** BEGIN MATERIAL **

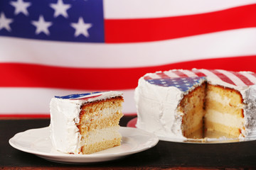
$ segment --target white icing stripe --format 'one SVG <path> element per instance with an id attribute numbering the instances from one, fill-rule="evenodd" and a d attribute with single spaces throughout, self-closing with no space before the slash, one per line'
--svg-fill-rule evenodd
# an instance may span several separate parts
<path id="1" fill-rule="evenodd" d="M 171 78 L 179 77 L 177 74 L 176 74 L 175 73 L 173 73 L 171 72 L 165 71 L 165 72 L 164 72 L 164 73 Z"/>
<path id="2" fill-rule="evenodd" d="M 254 0 L 158 0 L 157 3 L 154 0 L 105 0 L 103 6 L 105 18 L 143 18 L 201 13 L 254 3 Z"/>
<path id="3" fill-rule="evenodd" d="M 202 73 L 203 73 L 204 74 L 206 74 L 206 76 L 213 77 L 214 79 L 218 79 L 218 80 L 221 80 L 216 74 L 215 74 L 214 73 L 210 72 L 209 70 L 207 69 L 199 69 L 199 71 Z"/>
<path id="4" fill-rule="evenodd" d="M 228 76 L 238 86 L 247 86 L 247 85 L 240 78 L 236 76 L 233 73 L 228 72 L 226 70 L 223 70 L 223 69 L 217 69 L 217 70 L 218 70 L 218 72 L 219 72 L 225 74 L 226 76 Z"/>
<path id="5" fill-rule="evenodd" d="M 151 79 L 161 79 L 161 76 L 156 74 L 149 74 L 148 76 L 149 76 Z"/>
<path id="6" fill-rule="evenodd" d="M 181 70 L 181 72 L 185 74 L 186 75 L 187 75 L 188 76 L 198 76 L 195 73 L 193 73 L 191 70 L 183 69 Z"/>
<path id="7" fill-rule="evenodd" d="M 256 84 L 256 77 L 254 76 L 253 75 L 252 75 L 250 72 L 240 72 L 241 74 L 244 75 L 245 76 L 246 76 L 250 81 L 252 81 L 252 83 L 255 83 Z"/>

** END MATERIAL **

Print the listing above again, unchanged and line for line, but leave out the picture.

$ segment --target white icing stripe --format 'one SVG <path> element per instance with an id attribute numbering the instances from one, fill-rule="evenodd" and a d attribute with single spaces throughout, self-closing with no space before the slash, one per line'
--svg-fill-rule evenodd
# an instance may span several separate parts
<path id="1" fill-rule="evenodd" d="M 171 78 L 179 77 L 177 74 L 176 74 L 175 73 L 173 73 L 171 72 L 165 71 L 165 72 L 164 72 L 164 73 Z"/>
<path id="2" fill-rule="evenodd" d="M 254 0 L 158 0 L 157 3 L 154 0 L 105 0 L 103 6 L 105 18 L 143 18 L 201 13 L 254 3 Z"/>
<path id="3" fill-rule="evenodd" d="M 202 73 L 203 73 L 204 74 L 206 74 L 206 76 L 213 77 L 214 79 L 218 79 L 218 80 L 221 80 L 216 74 L 215 74 L 214 73 L 210 72 L 209 70 L 207 69 L 199 69 L 199 71 Z"/>
<path id="4" fill-rule="evenodd" d="M 228 76 L 238 86 L 247 86 L 247 85 L 240 78 L 236 76 L 233 73 L 228 72 L 226 70 L 223 70 L 223 69 L 217 69 L 217 70 L 218 70 L 218 72 L 219 72 L 225 74 L 226 76 Z"/>
<path id="5" fill-rule="evenodd" d="M 151 79 L 161 79 L 161 76 L 156 74 L 149 74 L 148 76 L 149 76 Z"/>
<path id="6" fill-rule="evenodd" d="M 181 70 L 181 72 L 185 74 L 186 75 L 187 75 L 188 76 L 198 76 L 195 73 L 193 73 L 191 70 L 183 69 Z"/>
<path id="7" fill-rule="evenodd" d="M 256 84 L 256 77 L 254 76 L 253 75 L 252 75 L 250 72 L 240 72 L 241 74 L 244 75 L 245 76 L 246 76 L 250 81 L 252 81 L 252 83 L 255 83 Z"/>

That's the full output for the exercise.